Point localization data:
========

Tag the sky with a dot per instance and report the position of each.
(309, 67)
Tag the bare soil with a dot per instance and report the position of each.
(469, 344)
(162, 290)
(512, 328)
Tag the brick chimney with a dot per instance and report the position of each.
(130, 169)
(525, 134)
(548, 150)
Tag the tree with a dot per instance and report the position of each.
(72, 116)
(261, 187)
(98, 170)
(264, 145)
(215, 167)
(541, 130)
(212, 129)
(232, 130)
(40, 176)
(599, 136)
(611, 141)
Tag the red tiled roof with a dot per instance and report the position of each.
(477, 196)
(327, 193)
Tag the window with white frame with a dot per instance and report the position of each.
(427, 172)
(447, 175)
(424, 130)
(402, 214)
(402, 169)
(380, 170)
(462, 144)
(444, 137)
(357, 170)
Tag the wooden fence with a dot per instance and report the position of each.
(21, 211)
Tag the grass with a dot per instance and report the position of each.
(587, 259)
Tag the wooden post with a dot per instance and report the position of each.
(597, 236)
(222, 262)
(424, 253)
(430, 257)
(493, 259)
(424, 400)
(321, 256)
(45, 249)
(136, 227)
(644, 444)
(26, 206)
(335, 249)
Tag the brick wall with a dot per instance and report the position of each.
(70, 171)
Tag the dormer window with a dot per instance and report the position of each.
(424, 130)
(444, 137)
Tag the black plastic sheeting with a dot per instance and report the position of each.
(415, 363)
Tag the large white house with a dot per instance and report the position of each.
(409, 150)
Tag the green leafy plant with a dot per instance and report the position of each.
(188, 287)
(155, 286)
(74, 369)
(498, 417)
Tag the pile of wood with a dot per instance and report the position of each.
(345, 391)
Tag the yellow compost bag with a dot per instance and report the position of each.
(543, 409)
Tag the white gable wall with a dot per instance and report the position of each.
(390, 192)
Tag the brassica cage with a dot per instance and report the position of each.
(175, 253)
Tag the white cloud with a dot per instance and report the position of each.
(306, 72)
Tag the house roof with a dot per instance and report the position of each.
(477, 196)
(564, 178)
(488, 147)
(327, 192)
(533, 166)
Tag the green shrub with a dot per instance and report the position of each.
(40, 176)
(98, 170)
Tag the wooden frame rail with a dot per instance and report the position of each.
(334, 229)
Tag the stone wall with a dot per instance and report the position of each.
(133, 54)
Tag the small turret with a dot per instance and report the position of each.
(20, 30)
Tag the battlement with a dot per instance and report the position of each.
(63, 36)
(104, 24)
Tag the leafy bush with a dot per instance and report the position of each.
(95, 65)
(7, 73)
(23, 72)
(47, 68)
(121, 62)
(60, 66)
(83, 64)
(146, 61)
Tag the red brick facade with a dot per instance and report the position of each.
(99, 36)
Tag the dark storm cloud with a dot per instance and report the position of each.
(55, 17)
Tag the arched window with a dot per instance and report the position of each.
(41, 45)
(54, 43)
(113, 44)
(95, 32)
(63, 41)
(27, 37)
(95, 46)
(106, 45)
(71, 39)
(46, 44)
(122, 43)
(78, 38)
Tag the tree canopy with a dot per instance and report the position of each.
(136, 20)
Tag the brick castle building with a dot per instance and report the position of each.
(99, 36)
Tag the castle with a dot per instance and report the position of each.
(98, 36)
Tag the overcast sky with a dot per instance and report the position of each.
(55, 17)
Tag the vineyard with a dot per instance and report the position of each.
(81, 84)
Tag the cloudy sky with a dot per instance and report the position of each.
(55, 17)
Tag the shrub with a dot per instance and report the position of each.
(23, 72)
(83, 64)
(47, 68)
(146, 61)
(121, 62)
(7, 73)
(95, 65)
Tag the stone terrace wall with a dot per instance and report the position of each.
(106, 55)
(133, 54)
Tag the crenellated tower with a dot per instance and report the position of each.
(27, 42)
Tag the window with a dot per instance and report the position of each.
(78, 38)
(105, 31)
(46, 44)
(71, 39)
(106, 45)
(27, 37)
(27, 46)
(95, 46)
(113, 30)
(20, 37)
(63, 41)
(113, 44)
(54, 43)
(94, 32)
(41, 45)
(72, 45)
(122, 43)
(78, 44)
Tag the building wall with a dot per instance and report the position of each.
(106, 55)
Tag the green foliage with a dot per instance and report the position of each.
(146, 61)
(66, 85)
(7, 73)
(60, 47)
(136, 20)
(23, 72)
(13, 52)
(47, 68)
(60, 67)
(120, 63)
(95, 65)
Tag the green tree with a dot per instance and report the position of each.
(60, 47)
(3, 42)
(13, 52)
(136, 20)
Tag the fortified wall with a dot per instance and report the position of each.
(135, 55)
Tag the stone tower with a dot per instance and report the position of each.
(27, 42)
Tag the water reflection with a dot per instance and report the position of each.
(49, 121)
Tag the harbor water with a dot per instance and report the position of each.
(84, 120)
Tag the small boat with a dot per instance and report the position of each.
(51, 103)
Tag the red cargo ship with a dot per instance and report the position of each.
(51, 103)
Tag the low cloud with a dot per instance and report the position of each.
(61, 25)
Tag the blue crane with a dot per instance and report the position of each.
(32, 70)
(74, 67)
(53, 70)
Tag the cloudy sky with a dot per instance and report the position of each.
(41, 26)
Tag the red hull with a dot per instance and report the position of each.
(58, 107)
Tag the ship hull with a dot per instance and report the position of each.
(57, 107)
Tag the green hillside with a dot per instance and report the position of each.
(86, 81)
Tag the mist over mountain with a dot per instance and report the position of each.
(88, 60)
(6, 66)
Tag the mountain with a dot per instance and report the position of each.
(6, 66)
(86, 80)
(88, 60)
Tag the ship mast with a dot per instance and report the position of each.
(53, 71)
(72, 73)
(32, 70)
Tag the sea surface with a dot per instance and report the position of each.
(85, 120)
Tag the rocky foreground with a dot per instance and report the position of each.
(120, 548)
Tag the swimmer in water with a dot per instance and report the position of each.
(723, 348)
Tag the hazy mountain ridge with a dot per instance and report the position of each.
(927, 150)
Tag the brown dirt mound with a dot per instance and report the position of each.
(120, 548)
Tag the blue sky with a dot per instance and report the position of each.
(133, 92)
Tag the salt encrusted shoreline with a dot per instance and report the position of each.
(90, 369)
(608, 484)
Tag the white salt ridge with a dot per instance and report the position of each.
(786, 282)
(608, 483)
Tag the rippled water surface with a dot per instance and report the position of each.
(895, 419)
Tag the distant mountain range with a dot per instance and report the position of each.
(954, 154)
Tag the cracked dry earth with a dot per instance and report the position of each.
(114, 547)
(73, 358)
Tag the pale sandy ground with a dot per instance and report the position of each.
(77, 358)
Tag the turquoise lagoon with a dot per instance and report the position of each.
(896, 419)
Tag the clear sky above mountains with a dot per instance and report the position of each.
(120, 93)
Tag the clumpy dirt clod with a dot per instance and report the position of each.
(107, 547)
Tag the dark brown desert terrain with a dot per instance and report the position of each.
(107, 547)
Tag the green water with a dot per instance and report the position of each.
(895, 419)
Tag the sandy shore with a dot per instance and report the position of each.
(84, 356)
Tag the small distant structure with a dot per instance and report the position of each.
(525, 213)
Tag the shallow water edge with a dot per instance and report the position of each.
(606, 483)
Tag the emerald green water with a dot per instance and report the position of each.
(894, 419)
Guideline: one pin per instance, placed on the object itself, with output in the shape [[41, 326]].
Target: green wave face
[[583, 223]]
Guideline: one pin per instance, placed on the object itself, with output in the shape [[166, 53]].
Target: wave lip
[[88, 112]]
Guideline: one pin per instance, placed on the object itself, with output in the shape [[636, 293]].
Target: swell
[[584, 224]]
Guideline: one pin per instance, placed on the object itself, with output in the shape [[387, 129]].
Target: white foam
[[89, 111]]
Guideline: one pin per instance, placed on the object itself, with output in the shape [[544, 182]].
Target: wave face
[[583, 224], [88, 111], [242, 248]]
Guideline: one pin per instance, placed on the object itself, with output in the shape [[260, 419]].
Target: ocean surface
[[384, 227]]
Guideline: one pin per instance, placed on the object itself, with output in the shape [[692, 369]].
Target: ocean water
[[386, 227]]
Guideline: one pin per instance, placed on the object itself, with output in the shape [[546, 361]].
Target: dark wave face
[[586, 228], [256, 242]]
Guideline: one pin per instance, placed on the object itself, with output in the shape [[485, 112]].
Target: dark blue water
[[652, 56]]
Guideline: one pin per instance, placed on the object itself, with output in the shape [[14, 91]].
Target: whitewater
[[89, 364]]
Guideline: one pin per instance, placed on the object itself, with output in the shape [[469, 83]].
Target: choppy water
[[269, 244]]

========

WHAT TO DO:
Print exactly, and only, the lines running from the one that contains "Target: swell" to the last line of the records above.

PROBLEM SOLUTION:
Target: swell
[[584, 224]]
Guideline: one pin per instance, placed on the object itself, with output in the shape [[387, 129]].
Target: white foam
[[89, 111]]
Guideline: one pin per instance, placed on the object itself, with output in the shape [[544, 182]].
Target: wave face
[[583, 224], [88, 111], [242, 248]]
Guideline: one pin per instance, placed on the object itself, with output in the shape [[260, 419]].
Target: ocean surface
[[384, 227]]
Guideline: one pin per instance, placed on the object itself, with output in the shape [[692, 369]].
Target: ocean water
[[386, 227]]
Guideline: one pin per instance, placed on the object itself, with output in the shape [[546, 361]].
Target: dark wave face
[[586, 228], [256, 242]]
Guideline: one pin per instance, placed on the object itself, with output in the shape [[485, 112]].
Target: dark blue water
[[652, 56]]
Guideline: one pin per instance, placed on the object itself, with output in the shape [[14, 91]].
Target: whitewater
[[89, 364]]
Guideline: one pin per instance, placed on the object itself, with output in the shape [[469, 83]].
Target: choppy water
[[269, 244]]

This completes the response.